(Items from a data source)
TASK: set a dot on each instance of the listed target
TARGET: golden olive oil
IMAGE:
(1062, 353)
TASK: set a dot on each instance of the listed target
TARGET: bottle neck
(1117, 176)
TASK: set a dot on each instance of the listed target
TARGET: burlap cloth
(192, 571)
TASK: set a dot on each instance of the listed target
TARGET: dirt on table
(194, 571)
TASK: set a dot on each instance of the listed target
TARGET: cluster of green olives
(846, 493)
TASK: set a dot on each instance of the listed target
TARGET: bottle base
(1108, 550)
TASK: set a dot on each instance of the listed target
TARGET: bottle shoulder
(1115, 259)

**Assignment**
Beginning with the line that holds "TARGET: dirt on table", restate word for word every line down to the end of the data, and only those lines.

**Answer section**
TARGET: dirt on table
(194, 571)
TASK: set a dot on each instance of the listed target
TARGET: cluster of green olives
(846, 493)
TASK: set a dot on each instance of the listed target
TARGET: bottle base
(1108, 550)
TASK: set a dot on each instance of the listed target
TARGET: bottle shoulder
(1115, 259)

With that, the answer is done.